## [Exercise aim]
Reproduce exactly the stretch of lines running from the line with "Trace the outline of every instance of the forehead." to the end of the entries below.
::::::
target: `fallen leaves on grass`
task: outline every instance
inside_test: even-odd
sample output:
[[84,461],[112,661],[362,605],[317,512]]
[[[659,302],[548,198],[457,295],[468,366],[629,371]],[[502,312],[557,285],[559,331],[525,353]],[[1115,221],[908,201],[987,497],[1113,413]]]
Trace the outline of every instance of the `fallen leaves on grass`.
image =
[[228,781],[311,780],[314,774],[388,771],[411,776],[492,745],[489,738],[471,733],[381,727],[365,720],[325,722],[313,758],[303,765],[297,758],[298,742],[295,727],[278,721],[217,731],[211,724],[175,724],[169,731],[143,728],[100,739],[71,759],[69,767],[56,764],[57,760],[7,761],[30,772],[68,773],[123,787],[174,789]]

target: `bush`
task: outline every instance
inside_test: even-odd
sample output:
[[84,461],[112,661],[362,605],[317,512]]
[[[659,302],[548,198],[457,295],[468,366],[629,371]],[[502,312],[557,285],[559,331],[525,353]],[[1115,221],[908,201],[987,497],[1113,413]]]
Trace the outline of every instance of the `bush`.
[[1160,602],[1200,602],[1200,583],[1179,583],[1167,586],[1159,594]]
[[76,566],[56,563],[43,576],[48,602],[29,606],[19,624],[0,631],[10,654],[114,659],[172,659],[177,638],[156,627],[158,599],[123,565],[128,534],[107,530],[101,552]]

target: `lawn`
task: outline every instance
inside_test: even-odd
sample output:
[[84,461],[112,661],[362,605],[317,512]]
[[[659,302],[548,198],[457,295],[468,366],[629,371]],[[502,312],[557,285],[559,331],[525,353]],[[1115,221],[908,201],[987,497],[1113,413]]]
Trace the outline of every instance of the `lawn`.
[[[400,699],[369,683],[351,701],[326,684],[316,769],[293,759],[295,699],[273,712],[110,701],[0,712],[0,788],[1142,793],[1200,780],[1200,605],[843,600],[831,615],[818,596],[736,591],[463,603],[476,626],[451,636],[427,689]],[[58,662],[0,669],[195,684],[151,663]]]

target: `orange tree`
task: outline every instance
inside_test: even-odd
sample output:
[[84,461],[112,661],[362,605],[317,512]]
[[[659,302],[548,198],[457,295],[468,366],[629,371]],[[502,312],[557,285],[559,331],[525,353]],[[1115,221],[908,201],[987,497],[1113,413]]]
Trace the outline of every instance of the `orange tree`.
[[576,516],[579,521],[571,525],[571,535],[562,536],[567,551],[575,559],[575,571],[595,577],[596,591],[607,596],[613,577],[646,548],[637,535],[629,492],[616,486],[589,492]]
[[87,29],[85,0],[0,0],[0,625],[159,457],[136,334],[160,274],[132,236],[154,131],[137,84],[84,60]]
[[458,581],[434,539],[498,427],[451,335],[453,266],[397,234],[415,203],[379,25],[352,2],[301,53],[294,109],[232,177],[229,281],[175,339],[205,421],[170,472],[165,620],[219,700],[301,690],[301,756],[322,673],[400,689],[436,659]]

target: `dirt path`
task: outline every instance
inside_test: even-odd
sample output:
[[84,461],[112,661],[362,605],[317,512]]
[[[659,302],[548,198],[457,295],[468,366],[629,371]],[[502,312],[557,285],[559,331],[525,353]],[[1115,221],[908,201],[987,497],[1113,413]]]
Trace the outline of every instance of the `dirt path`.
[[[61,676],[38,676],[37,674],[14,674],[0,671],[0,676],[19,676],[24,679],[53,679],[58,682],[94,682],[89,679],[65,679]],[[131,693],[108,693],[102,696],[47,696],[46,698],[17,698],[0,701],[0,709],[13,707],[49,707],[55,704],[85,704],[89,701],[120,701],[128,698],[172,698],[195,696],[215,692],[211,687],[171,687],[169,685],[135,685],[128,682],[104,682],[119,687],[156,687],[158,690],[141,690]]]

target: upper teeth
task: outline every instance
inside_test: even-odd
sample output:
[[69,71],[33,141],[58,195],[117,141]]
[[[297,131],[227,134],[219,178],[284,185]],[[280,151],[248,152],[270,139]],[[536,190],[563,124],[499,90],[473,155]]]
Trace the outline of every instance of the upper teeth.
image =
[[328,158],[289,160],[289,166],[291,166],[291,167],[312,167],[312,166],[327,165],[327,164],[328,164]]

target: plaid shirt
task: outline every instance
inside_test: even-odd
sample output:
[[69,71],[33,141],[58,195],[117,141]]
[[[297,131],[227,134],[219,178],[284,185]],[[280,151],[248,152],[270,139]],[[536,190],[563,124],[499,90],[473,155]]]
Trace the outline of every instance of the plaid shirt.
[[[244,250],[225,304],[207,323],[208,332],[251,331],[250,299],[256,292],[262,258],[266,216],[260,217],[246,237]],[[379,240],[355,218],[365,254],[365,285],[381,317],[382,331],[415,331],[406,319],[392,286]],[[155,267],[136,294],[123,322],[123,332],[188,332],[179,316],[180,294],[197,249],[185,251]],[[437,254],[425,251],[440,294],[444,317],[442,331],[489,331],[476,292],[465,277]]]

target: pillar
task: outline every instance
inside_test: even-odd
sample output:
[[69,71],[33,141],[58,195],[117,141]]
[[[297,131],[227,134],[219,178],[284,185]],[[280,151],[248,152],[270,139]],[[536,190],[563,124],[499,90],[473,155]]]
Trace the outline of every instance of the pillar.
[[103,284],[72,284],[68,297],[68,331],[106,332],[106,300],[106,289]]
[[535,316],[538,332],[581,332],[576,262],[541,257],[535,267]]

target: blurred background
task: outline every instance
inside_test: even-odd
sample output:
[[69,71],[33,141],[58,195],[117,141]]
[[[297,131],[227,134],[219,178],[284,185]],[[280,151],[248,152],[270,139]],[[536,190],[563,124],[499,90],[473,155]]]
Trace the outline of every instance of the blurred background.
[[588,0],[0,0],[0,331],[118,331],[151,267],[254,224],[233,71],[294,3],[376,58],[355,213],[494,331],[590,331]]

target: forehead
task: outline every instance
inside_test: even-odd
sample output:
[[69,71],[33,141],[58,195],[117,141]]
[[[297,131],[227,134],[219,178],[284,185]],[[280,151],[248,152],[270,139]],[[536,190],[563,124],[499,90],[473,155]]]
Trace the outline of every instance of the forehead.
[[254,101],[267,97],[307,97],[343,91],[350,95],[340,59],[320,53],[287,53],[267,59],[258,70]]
::::::
## [Response to this exercise]
Trace the outline of every instance of the forehead.
[[254,101],[267,97],[307,97],[343,91],[350,95],[340,59],[320,53],[287,53],[267,59],[258,70]]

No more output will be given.